*YOUR TASK*
Word for word, repeat each line of the listing below.

·····

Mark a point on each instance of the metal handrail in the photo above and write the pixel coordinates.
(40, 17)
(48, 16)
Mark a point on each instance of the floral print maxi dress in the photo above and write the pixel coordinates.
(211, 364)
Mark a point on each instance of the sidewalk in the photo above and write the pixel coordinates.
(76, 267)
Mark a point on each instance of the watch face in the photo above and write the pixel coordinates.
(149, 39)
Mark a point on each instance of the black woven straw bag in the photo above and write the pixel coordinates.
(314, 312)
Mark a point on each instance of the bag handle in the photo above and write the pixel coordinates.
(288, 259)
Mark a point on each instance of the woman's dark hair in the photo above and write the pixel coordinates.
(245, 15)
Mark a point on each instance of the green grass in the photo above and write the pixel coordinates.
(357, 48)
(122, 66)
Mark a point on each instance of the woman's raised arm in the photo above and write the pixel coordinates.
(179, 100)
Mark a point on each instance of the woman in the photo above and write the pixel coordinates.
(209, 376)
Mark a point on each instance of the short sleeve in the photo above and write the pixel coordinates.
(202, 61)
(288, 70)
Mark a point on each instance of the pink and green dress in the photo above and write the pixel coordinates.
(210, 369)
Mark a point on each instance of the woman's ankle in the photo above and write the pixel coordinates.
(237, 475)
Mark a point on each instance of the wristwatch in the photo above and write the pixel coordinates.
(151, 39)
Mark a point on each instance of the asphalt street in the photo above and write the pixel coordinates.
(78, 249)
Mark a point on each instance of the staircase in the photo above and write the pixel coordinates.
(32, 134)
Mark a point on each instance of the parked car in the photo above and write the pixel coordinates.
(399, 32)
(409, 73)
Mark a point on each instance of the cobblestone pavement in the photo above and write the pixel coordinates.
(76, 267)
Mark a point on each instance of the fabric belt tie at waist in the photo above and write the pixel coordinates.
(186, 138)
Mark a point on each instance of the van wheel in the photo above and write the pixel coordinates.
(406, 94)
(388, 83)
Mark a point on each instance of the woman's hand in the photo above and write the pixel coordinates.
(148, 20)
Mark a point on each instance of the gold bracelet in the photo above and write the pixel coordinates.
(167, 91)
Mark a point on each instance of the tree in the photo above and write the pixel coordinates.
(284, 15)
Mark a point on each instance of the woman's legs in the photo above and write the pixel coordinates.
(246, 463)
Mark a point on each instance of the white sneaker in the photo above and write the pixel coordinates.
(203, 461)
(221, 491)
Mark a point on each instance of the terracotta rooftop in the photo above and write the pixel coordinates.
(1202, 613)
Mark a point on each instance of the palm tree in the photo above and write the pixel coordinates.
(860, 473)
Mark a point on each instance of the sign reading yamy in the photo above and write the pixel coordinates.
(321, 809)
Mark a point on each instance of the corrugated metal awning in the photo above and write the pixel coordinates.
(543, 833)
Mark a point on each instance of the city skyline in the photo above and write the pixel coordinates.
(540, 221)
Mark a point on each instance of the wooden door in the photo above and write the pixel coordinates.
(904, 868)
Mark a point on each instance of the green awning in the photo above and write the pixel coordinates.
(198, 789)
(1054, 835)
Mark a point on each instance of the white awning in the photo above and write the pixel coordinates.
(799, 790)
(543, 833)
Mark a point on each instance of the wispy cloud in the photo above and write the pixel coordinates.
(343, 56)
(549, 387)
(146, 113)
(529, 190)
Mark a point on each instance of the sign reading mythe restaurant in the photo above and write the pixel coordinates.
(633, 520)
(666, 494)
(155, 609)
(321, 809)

·····

*REPLY*
Mark a point on each instance of the metal handrail in the photo above and write the pixel coordinates.
(40, 17)
(48, 16)
Mark a point on each instance of the floral print maxi dress in the photo above and write the pixel coordinates.
(211, 364)
Mark a point on each instance of the sidewalk in the photo above and write the pixel coordinates.
(76, 267)
Mark a point on each instance of the watch face in the photo above and write the pixel coordinates.
(149, 39)
Mark a point on each instance of the black woven straw bag in the photo above and write the pixel coordinates.
(314, 312)
Mark a point on each instance of the bag handle in the photo above and write the pixel coordinates.
(288, 259)
Mark a point on each instance of the woman's dark hair in the photo above and write the pixel coordinates.
(245, 15)
Mark a point on each instance of the green grass in the photo above and write the pixel coordinates.
(357, 48)
(122, 66)
Mark a point on each instance of the woman's raised arm in the photo above and write the pixel coordinates.
(179, 100)
Mark a point on each instance of the woman in the photo above and write the pixel coordinates.
(209, 376)
Mark a point on each instance of the short sleeve in the photo above and write the pixel coordinates.
(202, 61)
(288, 70)
Mark a point on each instance of the pink and green dress in the photo above and write the pixel coordinates.
(210, 369)
Mark a point on each instance of the woman's ankle in the photo above and write the pixel coordinates.
(237, 475)
Mark a point on each instance of the wristwatch in the photo above and write the pixel coordinates.
(151, 39)
Mark a point on each instance of the asphalt street in the photo above and write the pixel coordinates.
(78, 249)
Mark a point on each instance of the staircase in the photo above and write the pixel coordinates.
(32, 134)
Mark a point on each instance of the parked car in the photo above and write the pixel coordinates.
(399, 32)
(409, 73)
Mark a point on each instance of the cobblestone pavement in the photo above and write the pixel coordinates.
(76, 267)
Mark a point on each instance of the fabric belt tie at waist in the photo above and write the pixel coordinates.
(186, 138)
Mark a point on each instance of the van wheel in the photo above and write the pixel coordinates.
(406, 94)
(388, 83)
Mark a point on each instance of the woman's hand in the photo above and write the pixel coordinates.
(148, 20)
Mark a point on each instance of the gold bracelet in the photo above and write the pixel coordinates.
(167, 91)
Mark a point on each instance of the tree in the photo above and write the pixel coordinates.
(284, 15)
Mark a point on each instance of the woman's legs in the photo above and write the pixel coordinates.
(246, 463)
Mark a point on each instance of the white sneaker in the photo above and write the pixel coordinates.
(203, 461)
(221, 491)
Mark a point on each instance of the terracotta rooftop in the photo above and write the pixel coordinates.
(1202, 613)
Mark a point on each instance of the palm tree in the photo above and write the pixel coordinates.
(860, 473)
Mark a point on each instance of the sign reading yamy in the photo above and write the pixel coordinates.
(321, 809)
Mark a point on each instance of the corrugated metal awning in the photo above and write the pixel coordinates.
(543, 833)
Mark a point on each instance of the city skyline in the photo above and write the pixel coordinates.
(540, 221)
Mark a point on each instance of the wooden door in the photo above and write the pixel coordinates.
(904, 868)
Mark a point on each instance of the green awning in the photo above and write the pixel coordinates.
(198, 789)
(1054, 835)
Mark a point on each instance of the white awning in the photo above and write the pixel coordinates.
(799, 790)
(543, 833)
Mark a point on each instance of the wispy cloud in the photo above and write the pixel coordinates.
(343, 56)
(549, 387)
(146, 113)
(529, 190)
Mark a point on each instance of the sign reading mythe restaurant in the photo above and write the pixel coordinates.
(633, 520)
(666, 494)
(155, 609)
(321, 809)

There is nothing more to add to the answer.